[Records contained in a dataset]
★ ★ ★ ★ ★ ★ ★
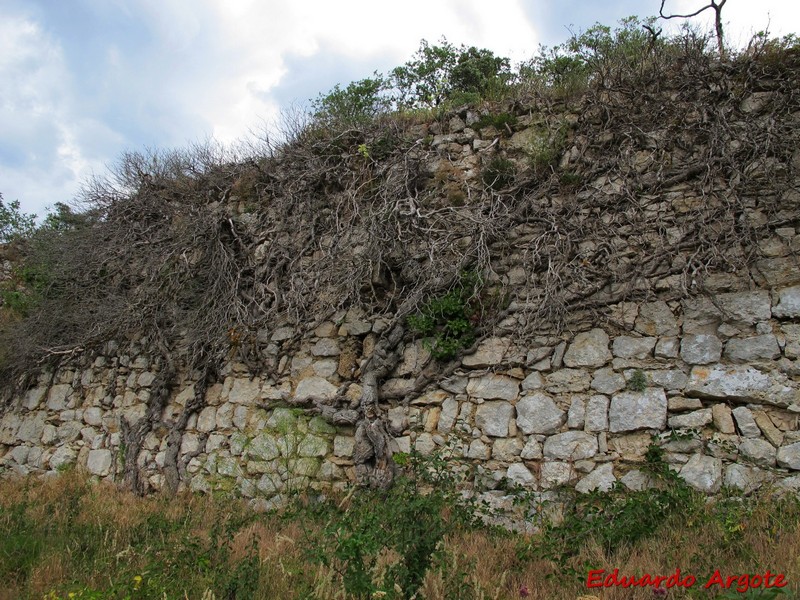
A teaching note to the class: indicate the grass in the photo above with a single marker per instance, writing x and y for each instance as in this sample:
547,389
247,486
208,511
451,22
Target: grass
66,535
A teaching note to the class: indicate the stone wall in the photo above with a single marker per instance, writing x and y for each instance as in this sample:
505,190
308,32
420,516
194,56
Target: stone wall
705,363
712,377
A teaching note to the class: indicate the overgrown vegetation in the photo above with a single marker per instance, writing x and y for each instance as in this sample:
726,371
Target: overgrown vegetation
194,257
66,537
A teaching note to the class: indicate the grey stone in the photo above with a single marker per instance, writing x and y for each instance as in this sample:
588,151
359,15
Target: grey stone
454,385
632,347
567,381
519,474
99,462
63,456
671,379
602,479
532,450
398,418
723,421
415,356
263,447
33,397
776,272
758,451
93,416
534,381
146,379
555,473
244,391
207,419
506,449
636,480
588,349
606,381
570,445
638,410
57,398
493,418
760,347
597,413
490,352
789,456
745,478
656,319
745,307
742,383
701,349
668,347
478,450
577,413
538,413
31,428
692,420
767,427
447,418
679,403
343,446
493,387
315,387
703,473
746,422
313,445
788,306
326,347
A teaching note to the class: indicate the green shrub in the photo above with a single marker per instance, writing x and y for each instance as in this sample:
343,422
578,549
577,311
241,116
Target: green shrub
638,381
448,320
499,174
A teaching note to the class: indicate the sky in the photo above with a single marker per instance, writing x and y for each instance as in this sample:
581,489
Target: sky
83,81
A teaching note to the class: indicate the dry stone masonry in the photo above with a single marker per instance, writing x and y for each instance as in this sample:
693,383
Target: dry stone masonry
720,398
704,364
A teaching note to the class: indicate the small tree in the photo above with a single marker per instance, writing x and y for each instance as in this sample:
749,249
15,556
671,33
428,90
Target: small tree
13,222
716,5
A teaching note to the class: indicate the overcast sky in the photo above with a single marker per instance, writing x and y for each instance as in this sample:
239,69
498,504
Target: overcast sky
82,81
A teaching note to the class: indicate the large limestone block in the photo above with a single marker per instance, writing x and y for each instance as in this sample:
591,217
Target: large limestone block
538,413
656,319
759,452
597,414
741,383
315,387
760,347
571,445
789,456
244,391
493,418
703,473
601,478
99,462
588,349
493,387
746,422
519,474
701,349
490,352
788,306
632,347
638,410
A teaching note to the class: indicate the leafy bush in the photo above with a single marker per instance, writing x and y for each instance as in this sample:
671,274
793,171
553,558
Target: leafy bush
389,551
500,173
449,319
13,223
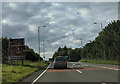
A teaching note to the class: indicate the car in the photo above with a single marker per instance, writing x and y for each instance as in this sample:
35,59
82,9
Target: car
60,62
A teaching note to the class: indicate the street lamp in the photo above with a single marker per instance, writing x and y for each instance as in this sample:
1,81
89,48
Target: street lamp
43,49
39,39
101,40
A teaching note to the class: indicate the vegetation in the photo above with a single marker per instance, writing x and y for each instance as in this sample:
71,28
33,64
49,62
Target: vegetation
16,72
105,47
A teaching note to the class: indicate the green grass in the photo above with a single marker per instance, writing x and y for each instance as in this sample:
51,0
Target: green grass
16,72
99,61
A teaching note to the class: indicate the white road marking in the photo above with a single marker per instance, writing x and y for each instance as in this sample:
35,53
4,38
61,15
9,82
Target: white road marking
105,67
110,68
40,75
79,71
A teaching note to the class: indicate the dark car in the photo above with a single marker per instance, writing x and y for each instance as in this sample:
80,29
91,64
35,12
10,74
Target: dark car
60,62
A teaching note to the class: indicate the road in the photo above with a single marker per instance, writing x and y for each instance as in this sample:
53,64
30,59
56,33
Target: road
79,72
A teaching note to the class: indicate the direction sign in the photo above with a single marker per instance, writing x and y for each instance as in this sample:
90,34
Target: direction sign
16,49
15,42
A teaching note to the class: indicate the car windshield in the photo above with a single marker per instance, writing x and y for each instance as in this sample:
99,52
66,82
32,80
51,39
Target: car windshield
60,59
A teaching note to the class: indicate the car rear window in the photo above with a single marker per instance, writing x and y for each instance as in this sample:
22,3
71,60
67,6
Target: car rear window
60,59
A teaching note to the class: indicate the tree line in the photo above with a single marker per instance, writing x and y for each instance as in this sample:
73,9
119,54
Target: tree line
29,52
104,47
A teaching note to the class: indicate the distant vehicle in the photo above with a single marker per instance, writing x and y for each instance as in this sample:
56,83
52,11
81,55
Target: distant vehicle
60,62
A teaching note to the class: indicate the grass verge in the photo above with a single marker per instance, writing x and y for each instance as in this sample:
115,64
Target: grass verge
15,72
100,61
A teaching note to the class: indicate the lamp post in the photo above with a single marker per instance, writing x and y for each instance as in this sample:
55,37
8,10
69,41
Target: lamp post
101,40
39,40
44,49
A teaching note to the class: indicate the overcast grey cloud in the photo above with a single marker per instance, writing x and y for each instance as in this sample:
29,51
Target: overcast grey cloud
66,23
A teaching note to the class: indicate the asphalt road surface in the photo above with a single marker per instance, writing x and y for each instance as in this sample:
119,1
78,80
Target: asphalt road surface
77,72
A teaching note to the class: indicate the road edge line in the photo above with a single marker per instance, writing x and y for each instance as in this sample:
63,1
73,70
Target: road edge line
79,71
41,74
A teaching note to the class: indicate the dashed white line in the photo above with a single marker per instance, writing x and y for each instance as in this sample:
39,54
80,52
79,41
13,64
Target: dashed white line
40,75
79,71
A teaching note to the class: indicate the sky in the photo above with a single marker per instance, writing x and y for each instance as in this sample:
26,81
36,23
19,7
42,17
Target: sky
61,24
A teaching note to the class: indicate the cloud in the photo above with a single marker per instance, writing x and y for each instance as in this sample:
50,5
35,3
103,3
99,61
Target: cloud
66,23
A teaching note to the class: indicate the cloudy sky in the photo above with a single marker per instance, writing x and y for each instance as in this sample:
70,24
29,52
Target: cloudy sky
67,23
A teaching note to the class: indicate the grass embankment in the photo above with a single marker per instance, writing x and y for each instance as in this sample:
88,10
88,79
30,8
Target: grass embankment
100,61
16,72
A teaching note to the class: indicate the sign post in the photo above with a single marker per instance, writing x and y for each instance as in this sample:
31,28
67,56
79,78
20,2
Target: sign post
16,49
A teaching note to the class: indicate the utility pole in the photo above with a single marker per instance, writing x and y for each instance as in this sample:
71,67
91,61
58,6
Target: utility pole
39,41
43,50
81,42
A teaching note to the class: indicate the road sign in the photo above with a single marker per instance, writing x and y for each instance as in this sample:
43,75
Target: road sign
16,49
16,42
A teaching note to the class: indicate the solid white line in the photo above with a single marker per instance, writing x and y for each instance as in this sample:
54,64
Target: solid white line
40,75
105,67
110,68
79,71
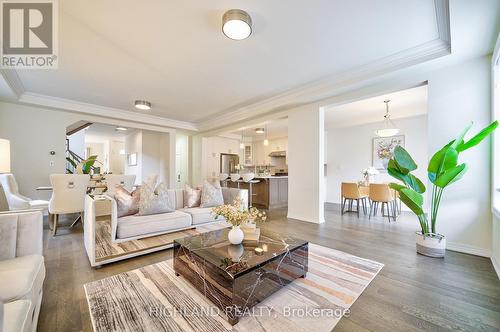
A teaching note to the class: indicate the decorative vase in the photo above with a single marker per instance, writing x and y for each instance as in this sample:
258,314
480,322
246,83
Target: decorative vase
235,251
235,235
385,162
432,245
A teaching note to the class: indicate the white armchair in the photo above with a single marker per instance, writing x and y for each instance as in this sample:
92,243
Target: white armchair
68,196
15,200
22,269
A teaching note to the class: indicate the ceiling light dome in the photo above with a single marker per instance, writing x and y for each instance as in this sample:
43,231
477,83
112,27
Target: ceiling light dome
142,105
236,24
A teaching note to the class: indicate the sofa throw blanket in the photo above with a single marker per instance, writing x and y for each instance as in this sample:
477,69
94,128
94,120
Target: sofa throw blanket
211,195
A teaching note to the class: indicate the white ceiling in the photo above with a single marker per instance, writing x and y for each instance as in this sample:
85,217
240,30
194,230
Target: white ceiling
99,130
173,53
275,129
404,103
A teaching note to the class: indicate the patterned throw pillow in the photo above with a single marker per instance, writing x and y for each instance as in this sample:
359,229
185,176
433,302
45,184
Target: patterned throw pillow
154,201
192,196
127,204
211,195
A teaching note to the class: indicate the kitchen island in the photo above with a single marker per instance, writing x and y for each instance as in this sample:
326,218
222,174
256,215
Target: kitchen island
270,192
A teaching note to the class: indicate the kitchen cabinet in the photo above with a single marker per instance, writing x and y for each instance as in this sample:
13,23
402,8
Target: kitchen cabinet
271,192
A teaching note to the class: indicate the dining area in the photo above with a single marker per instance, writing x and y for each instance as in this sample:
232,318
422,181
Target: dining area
370,199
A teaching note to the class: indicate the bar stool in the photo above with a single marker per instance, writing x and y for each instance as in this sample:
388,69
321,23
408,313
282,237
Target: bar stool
249,179
350,192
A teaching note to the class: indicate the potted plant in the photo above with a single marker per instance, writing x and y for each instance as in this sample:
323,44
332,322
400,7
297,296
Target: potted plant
236,215
443,170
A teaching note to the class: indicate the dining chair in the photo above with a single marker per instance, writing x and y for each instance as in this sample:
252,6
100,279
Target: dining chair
381,193
68,196
350,193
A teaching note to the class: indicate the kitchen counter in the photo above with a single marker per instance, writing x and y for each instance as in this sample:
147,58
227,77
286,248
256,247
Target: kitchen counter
271,176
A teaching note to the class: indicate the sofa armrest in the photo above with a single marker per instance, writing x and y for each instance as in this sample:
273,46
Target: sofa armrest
114,217
230,194
21,233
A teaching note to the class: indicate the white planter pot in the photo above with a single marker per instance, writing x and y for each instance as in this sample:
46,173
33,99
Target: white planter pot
235,251
432,245
235,235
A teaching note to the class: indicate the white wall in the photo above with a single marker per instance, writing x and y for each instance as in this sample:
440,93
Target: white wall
306,164
457,95
154,156
350,151
133,144
212,148
181,160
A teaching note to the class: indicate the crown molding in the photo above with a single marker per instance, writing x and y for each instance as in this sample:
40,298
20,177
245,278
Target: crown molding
102,111
312,92
13,81
322,89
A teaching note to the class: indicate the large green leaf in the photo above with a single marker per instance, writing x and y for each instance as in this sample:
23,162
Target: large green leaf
443,159
409,179
478,137
461,136
410,198
451,176
404,159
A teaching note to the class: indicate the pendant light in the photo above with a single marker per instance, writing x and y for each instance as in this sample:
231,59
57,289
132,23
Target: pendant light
236,24
388,127
266,141
242,144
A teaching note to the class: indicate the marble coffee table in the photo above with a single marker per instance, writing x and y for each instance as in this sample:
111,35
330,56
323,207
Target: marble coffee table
235,278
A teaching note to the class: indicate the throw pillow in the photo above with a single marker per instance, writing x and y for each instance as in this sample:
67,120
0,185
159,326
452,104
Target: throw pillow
192,196
127,204
155,201
211,195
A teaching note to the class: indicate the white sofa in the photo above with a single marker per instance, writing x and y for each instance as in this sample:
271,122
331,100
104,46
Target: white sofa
22,269
138,227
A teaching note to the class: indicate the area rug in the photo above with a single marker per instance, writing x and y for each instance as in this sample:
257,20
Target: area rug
153,298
★ ★ ★ ★ ★ ★ ★
• [What you have to do]:
Up to and including the last line of the data, copy each line exactly, starting with the line that contains "Target: large green leaf".

• [Task answer]:
Target: large green leaf
443,159
409,179
478,137
461,136
410,198
451,176
404,159
A teaching note to the class: indicate the pendant light in the photo above with a single marker per instance, writing x and y for each instance as in this sample:
231,59
57,289
132,23
Target: pendant light
236,24
388,127
266,141
242,144
A teaching note to the class: indicate the marble coffee table in the photo above with a single marker per instance, writing x and y for each instance as in this sample:
111,35
330,56
323,207
Target: marble coffee table
235,278
A teaching note to the class: indicate the throw pillow in the photo above with a single marker per instance, writing x and y for each instance as in this sample:
67,120
0,185
159,326
452,104
Target: throw pillow
192,196
127,204
155,201
211,195
A teaching note to the class: indicate the white sofa in the photo above with a single marker per instance, writing x and y for each instance as in this sample:
271,122
331,100
104,46
Target: white sofa
22,269
138,227
A teaching note to the class: indicate the area rug in the photo above with a single marker per instance, writing x and y for each instance as in this sample:
257,20
Target: area rug
153,298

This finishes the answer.